- [WORK TASK]
Among the entries below, find the line with "Target: rhinestone headband", then quote it and each following line up to and including the line with "Tag every instance of the woman's arm", and nothing else.

(Stored items)
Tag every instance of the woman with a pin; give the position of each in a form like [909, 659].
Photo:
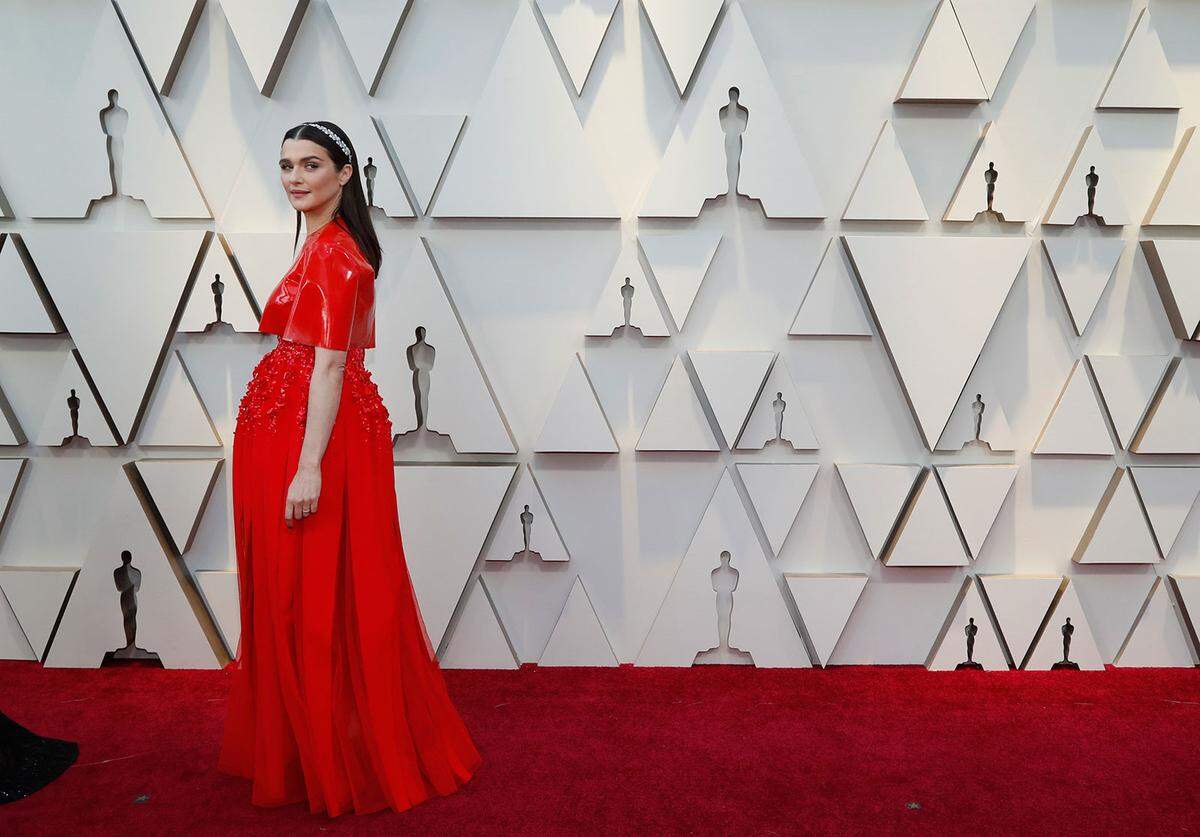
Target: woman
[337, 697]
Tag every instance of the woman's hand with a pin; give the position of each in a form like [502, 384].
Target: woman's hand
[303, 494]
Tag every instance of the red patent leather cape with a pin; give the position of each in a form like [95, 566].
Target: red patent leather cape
...
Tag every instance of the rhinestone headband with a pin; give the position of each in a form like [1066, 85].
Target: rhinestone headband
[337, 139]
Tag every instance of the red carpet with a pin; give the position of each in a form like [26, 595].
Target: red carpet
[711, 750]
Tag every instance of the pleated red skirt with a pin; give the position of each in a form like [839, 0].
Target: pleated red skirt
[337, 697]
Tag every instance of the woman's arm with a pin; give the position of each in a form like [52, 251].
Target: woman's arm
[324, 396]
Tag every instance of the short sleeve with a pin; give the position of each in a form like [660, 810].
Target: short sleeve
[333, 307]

- [ANSWER SECTION]
Target: rhinestone headband
[337, 139]
Tag every instance of the red carpet with a pin; give the position of each in a form like [26, 595].
Target: red carpet
[711, 750]
Tag every instance of the pleated red skirt with a pin; give the position of each in a form like [839, 0].
Target: pleated red skirt
[337, 697]
Tag every instance of the woman's arm with a pin; give the position of each in a form like [52, 251].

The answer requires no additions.